__Trecho para leitura__:
::::::
Terra - A energia escura e a matéria escura ainda são hipóteses? Como se
pode provar sua existência?
Lucio Marassi - O status da energia escura é bem diferente do status da
matéria escura. A energia escura é um componente que precisa entrar no
modelo teórico do universo, que chamamos “modelo cosmológico”, para
permitir sua aceleração atual. Essa aceleração do universo foi descoberta
observacionalmente em 1998 a partir do estudo das Supernovas Ia. A
necessidade da existência de uma energia escura, para explicar a aceleração
do universo, só é necessária se basearmos nossa Cosmologia na Teoria da
Relatividade Geral de Einstein. Se, contudo, mudarmos a Teoria da
Relatividade Geral, podemos teoricamente explicar o efeito observado da
aceleração do universo sem a necessidade de um termo adicional de Energia
Escura nas equações. Ou seja, usando a Relatividade de Einstein precisamos
cogitar a existência de uma Energia Escura, que ocuparia cerca de 70% do
universo, e que seria gravitacionalmente repulsiva (tendo pressão
negativa); mas se desenvolvermos uma Relatividade Geral Modificada, podemos
talvez explicar a aceleração do universo sem esse componente tão bizarro e
esquisito. Mas teorias de gravidade modificada ainda estão sendo testadas
observacionalmente, e nenhuma delas está nem perto ainda de ocupar o lugar
de honra da Relatividade Geral original de Einstein. Portanto, a Energia
Escura é a opção do momento para explicar as observações atuais do universo.
::::::
__Objetivo__:
Prossiga com o trecho sobre energia escura e matéria escura, começando logo depois da última frase. Não é preciso usar os itens.

__Itens de dados__:
::::::
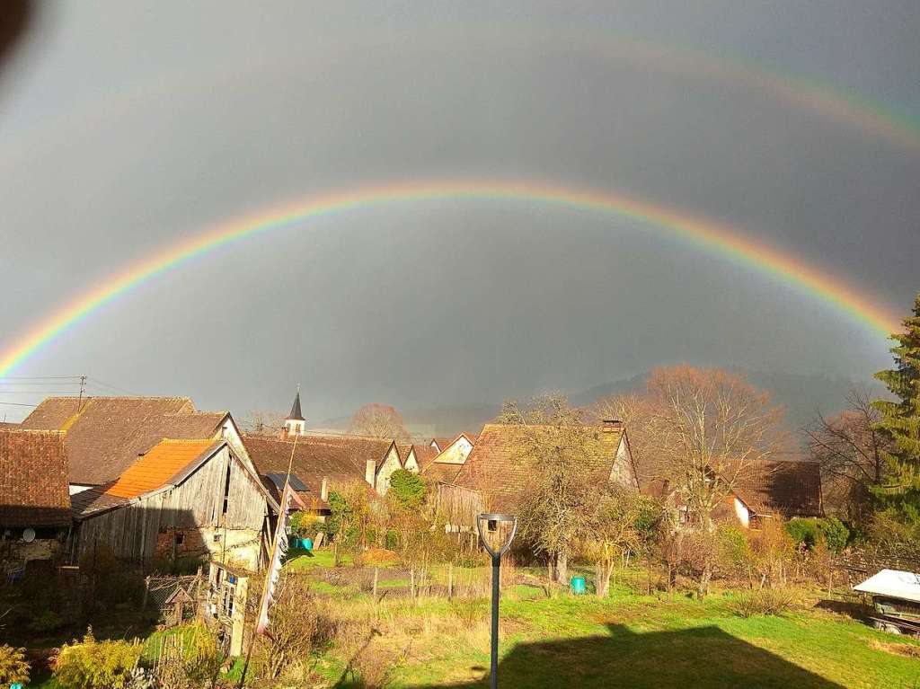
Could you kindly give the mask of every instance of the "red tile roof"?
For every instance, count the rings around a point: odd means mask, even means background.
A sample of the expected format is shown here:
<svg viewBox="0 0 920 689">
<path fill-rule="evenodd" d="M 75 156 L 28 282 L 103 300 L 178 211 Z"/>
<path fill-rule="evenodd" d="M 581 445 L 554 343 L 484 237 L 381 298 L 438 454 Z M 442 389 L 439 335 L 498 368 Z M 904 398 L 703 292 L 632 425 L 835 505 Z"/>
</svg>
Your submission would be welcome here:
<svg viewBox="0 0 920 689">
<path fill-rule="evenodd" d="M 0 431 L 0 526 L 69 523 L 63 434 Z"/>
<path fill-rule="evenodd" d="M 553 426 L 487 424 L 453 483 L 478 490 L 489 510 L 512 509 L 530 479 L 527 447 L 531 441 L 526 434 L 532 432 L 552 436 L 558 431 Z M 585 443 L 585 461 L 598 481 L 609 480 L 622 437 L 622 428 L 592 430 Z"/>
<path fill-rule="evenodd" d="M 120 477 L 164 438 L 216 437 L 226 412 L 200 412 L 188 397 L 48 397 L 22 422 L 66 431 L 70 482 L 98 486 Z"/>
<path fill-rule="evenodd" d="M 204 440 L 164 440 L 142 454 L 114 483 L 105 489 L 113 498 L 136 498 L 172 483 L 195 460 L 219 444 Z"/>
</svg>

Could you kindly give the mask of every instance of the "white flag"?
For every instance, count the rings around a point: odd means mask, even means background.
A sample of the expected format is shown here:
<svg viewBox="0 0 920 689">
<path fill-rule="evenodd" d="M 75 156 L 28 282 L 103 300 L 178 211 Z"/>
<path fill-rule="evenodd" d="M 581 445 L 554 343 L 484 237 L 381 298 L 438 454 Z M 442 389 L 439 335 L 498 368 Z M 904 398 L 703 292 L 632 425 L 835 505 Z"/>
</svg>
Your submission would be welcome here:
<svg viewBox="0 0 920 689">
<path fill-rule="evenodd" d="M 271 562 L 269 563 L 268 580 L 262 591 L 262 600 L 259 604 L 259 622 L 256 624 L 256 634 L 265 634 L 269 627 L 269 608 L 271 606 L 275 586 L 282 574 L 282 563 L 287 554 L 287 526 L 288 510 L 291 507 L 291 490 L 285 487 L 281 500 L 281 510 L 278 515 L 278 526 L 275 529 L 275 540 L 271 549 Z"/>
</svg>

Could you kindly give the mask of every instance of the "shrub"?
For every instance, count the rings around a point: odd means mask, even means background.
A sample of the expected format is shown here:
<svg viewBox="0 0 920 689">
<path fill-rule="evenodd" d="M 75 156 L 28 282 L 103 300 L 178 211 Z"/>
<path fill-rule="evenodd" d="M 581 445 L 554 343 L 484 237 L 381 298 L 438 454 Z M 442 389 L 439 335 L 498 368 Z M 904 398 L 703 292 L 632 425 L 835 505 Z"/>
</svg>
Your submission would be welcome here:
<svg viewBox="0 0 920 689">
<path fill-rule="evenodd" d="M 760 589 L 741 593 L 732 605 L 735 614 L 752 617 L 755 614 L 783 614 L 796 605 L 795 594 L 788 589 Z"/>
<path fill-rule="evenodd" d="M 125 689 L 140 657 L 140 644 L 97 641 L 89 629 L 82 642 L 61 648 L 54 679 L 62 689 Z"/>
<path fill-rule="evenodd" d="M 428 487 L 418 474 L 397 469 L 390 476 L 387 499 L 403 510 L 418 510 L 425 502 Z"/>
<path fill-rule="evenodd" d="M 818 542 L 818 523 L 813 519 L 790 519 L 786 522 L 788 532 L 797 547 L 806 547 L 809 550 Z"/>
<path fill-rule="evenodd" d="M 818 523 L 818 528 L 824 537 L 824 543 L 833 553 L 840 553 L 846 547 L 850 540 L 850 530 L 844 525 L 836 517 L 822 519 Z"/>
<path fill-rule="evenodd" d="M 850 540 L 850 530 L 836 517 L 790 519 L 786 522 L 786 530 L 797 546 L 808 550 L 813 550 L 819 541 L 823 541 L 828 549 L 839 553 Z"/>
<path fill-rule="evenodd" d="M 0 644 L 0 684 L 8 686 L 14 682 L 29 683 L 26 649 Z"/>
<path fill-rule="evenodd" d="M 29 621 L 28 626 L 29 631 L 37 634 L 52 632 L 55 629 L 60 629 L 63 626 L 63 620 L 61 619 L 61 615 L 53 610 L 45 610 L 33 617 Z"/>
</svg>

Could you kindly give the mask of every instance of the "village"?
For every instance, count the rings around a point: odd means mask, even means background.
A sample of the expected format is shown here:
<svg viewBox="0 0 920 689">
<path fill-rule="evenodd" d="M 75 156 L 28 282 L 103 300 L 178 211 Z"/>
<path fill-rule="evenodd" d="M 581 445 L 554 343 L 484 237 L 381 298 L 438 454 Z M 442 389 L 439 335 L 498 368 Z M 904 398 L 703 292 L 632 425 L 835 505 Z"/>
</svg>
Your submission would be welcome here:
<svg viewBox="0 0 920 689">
::::::
__Resposta do exercício__:
A matéria escura tem, contudo, uma posição bem mais sólida na Cosmologia
atual. Em 1933, Fritz Zwicky apontou que os aglomerados galáticos deveriam
ter mais massa do que sua massa luminosa observada (ele usou as observações
e cálculos de conservação de energia cinética e potencial para chegar a
essa conclusão). Na década de 1970, foram realizadas simulações
computacionais que determinaram que, para os discos galáticos ficarem
estáveis, eles precisavam de pelo menos 10 vezes mais massa do que tinham
(essa massa seria distribuída esfericamente em torno das galáxias). Também
nos idos de 1970, a cientista Vera Rubin estudou observacionalmente a Curva
de Rotação de diversas galáxias espirais, e determinou que a massa visível
das galáxias espirais não podia explicar esses gráficos; seria preciso uma
enorme quantidade de “matéria invisível” envolvendo essas galáxias para
explicar a saturação da Curva de Rotação observada. As observações das
Lentes Gravitacionais (previstas pela teoria gravitacional de Einstein,
onde a massa de aglomerados galáticos pode defletir a luz de objetos
luminosos atrás deles), todas elas, mostram que a luz defletida contorna os
aglomerados galáticos a uma apreciável distância dos mesmos, mostrando a
silhueta de uma estranha distribuição de matéria invisível em torno dos
aglomerados.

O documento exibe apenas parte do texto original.